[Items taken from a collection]
^^^^^^^^^^^^^^^^
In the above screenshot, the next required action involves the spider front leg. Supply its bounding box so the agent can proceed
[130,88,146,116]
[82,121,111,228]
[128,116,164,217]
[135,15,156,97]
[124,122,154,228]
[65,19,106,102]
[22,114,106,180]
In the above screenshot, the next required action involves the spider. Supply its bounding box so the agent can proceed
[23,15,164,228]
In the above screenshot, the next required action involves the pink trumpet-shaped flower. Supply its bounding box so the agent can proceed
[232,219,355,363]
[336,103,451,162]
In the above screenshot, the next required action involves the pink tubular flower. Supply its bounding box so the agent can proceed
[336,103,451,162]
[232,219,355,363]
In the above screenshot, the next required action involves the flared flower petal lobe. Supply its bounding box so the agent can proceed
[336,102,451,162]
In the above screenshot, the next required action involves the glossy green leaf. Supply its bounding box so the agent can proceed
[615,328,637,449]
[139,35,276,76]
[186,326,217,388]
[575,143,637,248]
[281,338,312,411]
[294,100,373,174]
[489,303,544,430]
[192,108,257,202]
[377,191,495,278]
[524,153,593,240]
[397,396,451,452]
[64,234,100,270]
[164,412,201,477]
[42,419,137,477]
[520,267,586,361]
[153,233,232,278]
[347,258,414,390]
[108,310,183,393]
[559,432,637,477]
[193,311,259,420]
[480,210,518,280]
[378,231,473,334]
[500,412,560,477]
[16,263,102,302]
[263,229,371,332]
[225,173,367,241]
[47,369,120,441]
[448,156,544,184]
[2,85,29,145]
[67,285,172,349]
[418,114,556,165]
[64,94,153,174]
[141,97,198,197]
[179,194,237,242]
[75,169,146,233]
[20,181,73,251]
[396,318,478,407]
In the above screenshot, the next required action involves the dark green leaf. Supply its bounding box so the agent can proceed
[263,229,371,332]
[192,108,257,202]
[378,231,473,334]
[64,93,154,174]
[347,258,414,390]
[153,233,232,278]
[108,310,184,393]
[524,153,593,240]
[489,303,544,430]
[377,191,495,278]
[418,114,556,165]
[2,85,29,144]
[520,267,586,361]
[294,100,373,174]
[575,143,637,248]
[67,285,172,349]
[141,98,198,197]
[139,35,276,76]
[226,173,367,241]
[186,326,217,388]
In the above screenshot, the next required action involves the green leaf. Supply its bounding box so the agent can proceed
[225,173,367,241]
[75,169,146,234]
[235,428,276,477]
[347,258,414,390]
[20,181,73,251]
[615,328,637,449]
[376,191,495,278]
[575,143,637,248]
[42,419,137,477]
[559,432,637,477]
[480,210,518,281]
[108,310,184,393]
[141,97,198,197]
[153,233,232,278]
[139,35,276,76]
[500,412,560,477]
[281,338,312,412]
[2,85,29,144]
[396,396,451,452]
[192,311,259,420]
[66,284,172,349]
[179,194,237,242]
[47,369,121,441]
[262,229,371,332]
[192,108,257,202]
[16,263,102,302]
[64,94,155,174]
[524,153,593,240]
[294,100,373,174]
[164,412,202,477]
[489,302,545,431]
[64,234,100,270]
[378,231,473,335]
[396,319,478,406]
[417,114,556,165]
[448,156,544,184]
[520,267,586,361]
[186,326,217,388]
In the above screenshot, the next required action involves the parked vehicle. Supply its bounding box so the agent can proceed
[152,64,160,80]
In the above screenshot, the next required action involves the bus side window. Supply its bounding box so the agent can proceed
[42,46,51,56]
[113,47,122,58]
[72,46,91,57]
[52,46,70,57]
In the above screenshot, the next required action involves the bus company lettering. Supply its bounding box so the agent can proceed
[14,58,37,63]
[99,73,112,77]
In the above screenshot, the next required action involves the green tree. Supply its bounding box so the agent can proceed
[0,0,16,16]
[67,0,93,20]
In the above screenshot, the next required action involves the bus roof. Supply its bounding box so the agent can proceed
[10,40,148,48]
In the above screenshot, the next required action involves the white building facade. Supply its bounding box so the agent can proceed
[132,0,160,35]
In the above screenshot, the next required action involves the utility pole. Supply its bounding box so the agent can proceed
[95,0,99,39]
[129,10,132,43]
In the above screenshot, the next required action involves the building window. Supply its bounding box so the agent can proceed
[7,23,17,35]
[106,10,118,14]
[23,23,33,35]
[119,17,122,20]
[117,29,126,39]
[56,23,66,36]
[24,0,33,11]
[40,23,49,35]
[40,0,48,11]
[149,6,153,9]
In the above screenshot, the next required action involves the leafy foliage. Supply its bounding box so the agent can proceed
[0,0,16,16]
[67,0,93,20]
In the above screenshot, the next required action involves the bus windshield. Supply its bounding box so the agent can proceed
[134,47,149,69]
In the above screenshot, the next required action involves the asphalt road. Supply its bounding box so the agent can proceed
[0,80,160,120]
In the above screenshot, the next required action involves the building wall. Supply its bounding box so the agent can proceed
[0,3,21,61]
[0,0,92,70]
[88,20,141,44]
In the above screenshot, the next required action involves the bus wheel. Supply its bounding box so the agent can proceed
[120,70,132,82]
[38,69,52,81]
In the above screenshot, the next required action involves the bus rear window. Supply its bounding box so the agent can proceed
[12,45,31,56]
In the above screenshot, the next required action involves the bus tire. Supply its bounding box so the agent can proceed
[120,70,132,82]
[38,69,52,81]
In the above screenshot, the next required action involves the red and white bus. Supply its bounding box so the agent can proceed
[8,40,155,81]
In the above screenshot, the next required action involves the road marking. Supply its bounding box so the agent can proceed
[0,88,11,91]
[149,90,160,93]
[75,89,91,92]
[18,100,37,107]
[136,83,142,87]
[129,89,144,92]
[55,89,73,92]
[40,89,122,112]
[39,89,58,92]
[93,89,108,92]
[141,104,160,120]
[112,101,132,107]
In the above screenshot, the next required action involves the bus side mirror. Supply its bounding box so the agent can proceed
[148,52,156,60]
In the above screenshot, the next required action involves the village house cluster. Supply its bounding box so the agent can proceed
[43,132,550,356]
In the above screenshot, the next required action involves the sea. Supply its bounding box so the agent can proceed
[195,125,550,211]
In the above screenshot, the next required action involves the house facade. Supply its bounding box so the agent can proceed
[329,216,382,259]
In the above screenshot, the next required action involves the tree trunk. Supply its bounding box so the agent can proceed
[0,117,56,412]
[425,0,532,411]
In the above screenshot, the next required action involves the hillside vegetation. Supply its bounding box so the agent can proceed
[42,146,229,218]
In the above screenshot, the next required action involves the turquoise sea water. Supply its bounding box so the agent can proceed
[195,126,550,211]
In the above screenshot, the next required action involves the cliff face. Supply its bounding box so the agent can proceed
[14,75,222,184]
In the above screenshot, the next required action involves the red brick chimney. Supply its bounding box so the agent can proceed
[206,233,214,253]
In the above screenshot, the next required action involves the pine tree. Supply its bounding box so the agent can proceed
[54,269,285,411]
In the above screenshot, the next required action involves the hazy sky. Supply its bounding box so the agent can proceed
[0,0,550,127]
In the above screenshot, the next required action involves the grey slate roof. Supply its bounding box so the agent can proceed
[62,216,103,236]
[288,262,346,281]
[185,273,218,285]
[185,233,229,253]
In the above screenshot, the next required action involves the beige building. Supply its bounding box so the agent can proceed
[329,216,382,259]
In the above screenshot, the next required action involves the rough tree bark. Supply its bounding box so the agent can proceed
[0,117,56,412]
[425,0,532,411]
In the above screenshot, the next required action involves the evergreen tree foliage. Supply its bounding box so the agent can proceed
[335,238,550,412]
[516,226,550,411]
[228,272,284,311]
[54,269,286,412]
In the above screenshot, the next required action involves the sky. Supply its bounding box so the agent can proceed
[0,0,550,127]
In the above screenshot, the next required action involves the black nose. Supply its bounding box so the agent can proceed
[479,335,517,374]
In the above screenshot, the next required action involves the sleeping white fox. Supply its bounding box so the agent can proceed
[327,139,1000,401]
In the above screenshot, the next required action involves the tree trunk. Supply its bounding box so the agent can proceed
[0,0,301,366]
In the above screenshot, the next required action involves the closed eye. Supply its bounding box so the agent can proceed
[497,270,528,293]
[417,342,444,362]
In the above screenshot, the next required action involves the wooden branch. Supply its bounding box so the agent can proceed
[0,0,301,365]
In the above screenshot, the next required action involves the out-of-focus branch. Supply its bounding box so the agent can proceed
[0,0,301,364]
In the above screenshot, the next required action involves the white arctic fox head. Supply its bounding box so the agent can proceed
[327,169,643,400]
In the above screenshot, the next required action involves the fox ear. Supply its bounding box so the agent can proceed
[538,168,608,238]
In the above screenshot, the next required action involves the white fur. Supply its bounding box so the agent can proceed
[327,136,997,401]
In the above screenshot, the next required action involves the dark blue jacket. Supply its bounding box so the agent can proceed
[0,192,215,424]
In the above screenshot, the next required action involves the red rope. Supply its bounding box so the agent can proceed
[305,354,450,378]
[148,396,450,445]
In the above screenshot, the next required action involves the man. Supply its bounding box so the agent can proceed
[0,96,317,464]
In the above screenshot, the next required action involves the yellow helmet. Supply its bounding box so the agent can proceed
^^^^^^^^^^^^^^^^
_TASK BRIEF_
Can you lay out the items between the line holding "the bus wheel." and the line holding "[12,45,31,56]", inclusive, as a two-column CSV headed instruction and bbox? Give one row per item, with its text and its answer each in a quoted field and any line breaks replaced by spaces.

_EXPECTED OUTPUT_
instruction,bbox
"In the above screenshot, the next required action involves the bus wheel. Supply its bounding box so the agent can proceed","[120,70,132,82] [38,69,52,81]"
"In the above screenshot, the next required action involves the bus rear window. Supply its bounding box so the agent can proceed","[12,45,31,56]"